* Begin *
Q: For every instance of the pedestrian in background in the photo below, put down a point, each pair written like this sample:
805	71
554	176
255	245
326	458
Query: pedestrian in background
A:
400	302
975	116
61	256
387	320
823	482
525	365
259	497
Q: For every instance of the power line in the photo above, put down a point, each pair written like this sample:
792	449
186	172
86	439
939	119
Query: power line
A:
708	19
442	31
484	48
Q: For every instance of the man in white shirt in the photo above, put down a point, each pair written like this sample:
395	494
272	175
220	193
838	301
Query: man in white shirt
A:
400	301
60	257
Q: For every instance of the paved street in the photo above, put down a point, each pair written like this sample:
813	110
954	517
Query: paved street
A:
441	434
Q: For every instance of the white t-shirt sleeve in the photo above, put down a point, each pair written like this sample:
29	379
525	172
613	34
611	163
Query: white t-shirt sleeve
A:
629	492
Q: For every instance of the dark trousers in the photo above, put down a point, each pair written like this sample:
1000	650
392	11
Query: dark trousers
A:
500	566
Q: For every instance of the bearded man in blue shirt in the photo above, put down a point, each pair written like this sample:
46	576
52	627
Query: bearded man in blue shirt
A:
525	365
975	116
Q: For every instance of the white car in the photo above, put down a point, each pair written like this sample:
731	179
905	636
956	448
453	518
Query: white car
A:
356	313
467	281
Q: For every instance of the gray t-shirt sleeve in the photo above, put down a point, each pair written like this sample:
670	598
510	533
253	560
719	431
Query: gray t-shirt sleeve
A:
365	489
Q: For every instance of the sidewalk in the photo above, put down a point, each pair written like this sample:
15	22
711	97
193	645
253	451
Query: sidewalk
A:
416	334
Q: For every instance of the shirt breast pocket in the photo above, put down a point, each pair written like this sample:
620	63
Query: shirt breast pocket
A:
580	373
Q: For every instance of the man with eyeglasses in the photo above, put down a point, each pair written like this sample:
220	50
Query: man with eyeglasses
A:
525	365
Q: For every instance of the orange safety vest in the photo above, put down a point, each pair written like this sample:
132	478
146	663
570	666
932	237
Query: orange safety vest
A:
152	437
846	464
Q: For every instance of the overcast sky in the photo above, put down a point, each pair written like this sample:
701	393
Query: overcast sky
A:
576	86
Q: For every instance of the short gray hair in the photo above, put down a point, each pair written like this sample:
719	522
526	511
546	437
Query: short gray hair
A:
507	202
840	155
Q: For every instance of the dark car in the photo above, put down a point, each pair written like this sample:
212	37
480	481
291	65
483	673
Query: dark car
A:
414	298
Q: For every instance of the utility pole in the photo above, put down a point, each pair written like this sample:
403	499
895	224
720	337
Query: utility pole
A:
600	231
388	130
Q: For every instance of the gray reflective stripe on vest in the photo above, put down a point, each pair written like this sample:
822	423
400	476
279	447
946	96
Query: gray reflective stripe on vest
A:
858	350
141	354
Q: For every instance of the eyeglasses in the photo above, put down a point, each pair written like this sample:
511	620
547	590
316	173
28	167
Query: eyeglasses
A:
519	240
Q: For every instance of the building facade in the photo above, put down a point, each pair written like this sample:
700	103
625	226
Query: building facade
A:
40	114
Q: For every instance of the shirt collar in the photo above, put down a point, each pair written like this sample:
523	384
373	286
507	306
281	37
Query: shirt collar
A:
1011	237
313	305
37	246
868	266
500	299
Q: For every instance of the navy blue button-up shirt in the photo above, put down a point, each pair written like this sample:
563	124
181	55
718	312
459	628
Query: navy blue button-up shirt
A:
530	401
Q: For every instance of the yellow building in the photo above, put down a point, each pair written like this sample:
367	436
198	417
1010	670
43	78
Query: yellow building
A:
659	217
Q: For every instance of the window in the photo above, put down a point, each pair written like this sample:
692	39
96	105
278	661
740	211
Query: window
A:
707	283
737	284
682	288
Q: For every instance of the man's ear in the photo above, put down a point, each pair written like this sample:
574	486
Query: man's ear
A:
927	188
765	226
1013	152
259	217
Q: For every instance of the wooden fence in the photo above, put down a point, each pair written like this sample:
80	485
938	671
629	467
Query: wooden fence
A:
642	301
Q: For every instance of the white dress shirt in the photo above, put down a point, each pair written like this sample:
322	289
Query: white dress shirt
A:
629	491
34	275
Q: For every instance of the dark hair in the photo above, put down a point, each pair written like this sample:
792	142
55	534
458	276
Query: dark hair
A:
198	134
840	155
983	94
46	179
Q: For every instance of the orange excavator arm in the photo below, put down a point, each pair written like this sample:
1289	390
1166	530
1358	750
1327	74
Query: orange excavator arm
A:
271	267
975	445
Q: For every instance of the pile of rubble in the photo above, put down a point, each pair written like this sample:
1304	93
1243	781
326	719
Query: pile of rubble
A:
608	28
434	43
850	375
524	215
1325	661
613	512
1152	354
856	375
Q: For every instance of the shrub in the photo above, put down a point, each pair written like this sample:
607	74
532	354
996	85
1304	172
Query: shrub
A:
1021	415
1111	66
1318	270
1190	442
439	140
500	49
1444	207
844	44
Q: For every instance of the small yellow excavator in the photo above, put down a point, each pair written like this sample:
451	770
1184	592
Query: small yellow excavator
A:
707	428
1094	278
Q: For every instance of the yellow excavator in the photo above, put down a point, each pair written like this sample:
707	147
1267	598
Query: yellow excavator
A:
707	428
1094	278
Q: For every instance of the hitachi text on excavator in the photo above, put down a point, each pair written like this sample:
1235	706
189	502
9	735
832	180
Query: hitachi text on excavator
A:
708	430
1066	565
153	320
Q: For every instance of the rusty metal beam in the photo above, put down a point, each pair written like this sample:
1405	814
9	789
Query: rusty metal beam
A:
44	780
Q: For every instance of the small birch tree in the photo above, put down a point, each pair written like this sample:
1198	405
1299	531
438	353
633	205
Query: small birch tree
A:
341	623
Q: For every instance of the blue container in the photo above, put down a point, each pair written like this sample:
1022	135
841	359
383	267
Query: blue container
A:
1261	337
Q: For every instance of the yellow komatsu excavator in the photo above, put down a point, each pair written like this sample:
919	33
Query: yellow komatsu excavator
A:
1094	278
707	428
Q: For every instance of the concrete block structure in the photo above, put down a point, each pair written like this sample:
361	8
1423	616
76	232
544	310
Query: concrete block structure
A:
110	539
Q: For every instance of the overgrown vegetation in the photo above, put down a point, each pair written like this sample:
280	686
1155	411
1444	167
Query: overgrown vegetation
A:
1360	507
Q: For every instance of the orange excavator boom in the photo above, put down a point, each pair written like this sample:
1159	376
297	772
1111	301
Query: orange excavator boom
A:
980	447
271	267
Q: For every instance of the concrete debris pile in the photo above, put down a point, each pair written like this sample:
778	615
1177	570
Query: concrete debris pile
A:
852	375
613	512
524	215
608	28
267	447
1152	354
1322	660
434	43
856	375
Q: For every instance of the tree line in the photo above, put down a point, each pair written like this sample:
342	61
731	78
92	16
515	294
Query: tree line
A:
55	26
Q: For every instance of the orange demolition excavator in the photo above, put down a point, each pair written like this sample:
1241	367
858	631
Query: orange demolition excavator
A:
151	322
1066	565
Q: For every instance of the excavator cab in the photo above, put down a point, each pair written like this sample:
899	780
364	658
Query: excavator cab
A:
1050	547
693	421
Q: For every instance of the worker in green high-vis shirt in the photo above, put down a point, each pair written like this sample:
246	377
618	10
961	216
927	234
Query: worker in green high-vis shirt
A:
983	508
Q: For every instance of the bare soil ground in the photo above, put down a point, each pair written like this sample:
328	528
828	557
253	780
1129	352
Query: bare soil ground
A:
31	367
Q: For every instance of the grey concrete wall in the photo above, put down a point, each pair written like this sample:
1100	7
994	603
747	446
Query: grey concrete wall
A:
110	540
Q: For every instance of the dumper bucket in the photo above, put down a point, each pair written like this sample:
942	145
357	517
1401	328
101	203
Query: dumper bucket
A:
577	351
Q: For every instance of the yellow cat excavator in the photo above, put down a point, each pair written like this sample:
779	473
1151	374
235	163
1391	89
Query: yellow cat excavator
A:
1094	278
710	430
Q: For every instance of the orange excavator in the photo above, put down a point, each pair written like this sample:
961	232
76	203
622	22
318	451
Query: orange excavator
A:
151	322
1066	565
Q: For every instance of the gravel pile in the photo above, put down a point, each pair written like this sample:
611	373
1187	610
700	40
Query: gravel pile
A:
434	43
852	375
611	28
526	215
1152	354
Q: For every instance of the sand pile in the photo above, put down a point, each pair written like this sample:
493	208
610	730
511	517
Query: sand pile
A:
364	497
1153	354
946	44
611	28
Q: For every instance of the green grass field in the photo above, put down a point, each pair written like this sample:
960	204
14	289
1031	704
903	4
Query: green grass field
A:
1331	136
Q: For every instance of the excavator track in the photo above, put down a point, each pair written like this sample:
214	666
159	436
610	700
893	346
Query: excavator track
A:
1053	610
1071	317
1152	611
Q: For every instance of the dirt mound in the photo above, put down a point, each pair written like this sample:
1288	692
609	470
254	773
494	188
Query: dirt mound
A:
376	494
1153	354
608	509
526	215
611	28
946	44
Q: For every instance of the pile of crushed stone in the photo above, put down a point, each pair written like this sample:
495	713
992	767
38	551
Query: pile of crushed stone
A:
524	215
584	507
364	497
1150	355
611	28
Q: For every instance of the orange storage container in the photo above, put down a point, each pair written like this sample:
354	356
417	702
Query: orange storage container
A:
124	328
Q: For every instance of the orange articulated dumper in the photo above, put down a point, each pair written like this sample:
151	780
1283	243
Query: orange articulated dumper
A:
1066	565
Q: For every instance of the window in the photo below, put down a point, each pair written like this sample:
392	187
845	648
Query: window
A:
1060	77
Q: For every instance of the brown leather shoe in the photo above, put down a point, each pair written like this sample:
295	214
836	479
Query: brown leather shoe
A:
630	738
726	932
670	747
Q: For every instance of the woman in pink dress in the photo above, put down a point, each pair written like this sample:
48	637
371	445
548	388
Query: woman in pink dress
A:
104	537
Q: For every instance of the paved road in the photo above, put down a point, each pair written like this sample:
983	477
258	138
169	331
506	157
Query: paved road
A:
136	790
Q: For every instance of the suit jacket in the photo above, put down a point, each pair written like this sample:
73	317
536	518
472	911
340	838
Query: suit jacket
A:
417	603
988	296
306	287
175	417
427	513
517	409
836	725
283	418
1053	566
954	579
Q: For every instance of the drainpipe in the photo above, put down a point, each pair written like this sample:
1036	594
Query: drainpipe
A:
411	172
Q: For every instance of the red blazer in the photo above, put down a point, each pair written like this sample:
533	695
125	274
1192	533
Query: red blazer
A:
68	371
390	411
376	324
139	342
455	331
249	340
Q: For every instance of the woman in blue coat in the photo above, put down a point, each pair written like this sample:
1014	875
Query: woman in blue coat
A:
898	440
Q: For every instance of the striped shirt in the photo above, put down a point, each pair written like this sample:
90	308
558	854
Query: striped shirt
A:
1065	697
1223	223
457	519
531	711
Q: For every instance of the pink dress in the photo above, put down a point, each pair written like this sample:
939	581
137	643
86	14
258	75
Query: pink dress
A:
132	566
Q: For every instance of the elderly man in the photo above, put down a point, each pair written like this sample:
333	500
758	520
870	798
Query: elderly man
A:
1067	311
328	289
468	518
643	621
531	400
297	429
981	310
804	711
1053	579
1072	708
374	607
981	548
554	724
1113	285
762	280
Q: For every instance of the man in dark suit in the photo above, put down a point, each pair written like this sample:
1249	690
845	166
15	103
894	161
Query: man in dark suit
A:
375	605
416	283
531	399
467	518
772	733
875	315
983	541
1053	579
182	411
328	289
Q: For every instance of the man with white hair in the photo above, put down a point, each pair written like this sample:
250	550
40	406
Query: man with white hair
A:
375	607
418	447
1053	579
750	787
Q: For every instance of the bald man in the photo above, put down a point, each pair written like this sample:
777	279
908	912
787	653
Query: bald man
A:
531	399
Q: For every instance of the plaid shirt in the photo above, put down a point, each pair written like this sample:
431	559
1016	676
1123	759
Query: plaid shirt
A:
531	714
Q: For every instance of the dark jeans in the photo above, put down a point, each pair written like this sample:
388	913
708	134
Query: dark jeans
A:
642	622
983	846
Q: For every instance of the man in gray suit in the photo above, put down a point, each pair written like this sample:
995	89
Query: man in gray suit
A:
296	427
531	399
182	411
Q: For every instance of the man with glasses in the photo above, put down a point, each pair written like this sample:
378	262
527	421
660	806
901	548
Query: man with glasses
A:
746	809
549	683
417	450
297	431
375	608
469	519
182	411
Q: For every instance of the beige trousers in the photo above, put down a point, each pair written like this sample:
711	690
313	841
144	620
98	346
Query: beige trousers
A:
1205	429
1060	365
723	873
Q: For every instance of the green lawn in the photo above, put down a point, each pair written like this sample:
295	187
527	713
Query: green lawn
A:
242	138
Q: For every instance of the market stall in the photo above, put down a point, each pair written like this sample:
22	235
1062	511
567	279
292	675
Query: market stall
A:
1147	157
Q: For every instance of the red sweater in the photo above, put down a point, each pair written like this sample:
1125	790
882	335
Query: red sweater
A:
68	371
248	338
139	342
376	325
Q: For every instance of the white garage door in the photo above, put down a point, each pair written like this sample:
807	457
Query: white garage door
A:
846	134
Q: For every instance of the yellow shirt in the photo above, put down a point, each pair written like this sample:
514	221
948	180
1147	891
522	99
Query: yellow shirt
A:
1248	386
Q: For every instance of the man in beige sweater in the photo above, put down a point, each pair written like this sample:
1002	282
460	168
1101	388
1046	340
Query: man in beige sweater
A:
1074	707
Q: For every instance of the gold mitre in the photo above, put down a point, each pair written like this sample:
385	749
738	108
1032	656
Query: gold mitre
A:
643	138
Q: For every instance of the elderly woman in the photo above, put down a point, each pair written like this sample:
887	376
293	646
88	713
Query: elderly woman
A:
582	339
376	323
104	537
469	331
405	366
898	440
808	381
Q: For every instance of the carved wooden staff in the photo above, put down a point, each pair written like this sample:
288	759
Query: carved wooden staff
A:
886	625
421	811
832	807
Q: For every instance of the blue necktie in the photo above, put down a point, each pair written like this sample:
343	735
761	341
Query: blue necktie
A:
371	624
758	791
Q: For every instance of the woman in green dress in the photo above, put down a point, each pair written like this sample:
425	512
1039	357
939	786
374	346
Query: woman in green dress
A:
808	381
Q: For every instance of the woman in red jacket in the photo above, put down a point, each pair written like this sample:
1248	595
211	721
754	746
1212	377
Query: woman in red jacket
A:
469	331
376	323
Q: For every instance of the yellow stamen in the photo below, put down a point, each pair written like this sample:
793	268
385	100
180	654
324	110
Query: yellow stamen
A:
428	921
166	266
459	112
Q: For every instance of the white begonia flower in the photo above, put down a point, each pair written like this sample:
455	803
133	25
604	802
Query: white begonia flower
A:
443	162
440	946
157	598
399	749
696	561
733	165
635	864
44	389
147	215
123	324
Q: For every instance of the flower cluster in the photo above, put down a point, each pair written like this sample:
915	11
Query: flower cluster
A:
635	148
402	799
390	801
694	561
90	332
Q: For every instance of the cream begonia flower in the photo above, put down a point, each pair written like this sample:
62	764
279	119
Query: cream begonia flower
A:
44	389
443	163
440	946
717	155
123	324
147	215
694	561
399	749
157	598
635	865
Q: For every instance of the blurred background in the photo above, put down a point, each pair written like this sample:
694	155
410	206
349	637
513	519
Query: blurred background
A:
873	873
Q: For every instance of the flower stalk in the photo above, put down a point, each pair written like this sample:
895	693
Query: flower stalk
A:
* End *
Repeat exactly, and only, the lines of the records above, starting with the line that contains "Q: For every instance of the white begonia" and ending with the final line, both included.

Q: For every instance of the white begonia flower in the photo above, put down a point, each pair written like this sample:
455	803
133	25
604	802
Query: white begonia flower
A:
443	162
440	946
157	598
399	749
696	561
733	165
635	864
44	389
147	215
123	324
Q: For every instance of the flower cluster in the photo above, put down a point, each pair written like this sample:
915	11
Query: flower cluster
A:
635	148
402	799
390	801
694	561
90	332
Q: For every instance of the cream begonia flower in the photo above, put down a point, each pair written like this sample:
62	764
279	119
Query: cream begonia flower
A:
44	389
443	163
440	946
717	155
123	324
147	215
694	561
399	749
157	598
635	865
Q: For every instance of the blurred background in the photo above, put down a point, each pair written like this sample:
694	155
410	206
349	637
513	519
Query: blurred background
A:
873	873
Q: For every instance of the flower stalk in the photo above, put down a point, each pair written like this sample:
895	693
Query: flower stalk
A:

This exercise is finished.